## The tasks
#1 In the Drupal update text, which two links show the update warnings?
#2 Please write out the stretch of the Drupal update text from "Where you do" through "situation like this.".

## Excerpted text
Where you do see warnings is if you go up to either the Appearance or Extend links here. In this case we get two warnings. One that there's an update for Drupal itself and another warning about the modules or themes. We can see what's out of date by clicking these links, available updates. Or if you ever want to check on your own without this link available, simply go up to Reports and Available updates. They both go to the same place. Now there's some debate about whether you should update core Drupal or Modules first in a situation like this.
In earlier versions of Drupal, the recommended procedure was to update modules and themes first but in Drupal 8 the file structure has changed in a way that makes me recommend updating core Drupal first. To do that we'll go to our file system. In this case it's this obsolete folder. Now, before we do anything else, I'm going to back up that folder as well as the database that drives our Drupal site. In both Mac and Windows, you can simply copy and paste. This may take a while. Now we back up the database. To do that we go to Acquia Dev Desktop, then click the link next to Local database.
From here click Export and Go. Then save it. When I go back to my file system, I see there's my database and my copy of the site. Now for the scary part: updating Drupal Core. For this you have to explicitly replace the files and then put the sites, themes, modules, and profiles folders back in place. Your site basically lives in these four folders. In most cases you actually only need to deal with the sites folder, but this is really the most thorough way to do it.

## Entries provided

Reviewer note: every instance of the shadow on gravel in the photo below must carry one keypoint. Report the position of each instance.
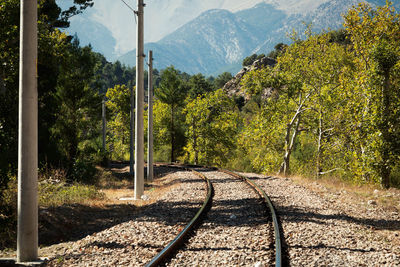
(295, 214)
(73, 222)
(320, 245)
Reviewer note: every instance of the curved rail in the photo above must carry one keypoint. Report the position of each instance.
(173, 245)
(278, 243)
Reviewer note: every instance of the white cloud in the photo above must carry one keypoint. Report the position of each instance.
(165, 16)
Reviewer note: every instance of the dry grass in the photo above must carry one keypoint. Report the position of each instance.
(388, 199)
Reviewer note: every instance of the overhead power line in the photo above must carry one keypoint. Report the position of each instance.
(134, 11)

## Answers to the problems
#1 The Appearance and Extend links.

#2
Where you do see warnings is if you go up to either the Appearance or Extend links here. In this case we get two warnings. One that there's an update for Drupal itself and another warning about the modules or themes. We can see what's out of date by clicking these links, available updates. Or if you ever want to check on your own without this link available, simply go up to Reports and Available updates. They both go to the same place. Now there's some debate about whether you should update core Drupal or Modules first in a situation like this.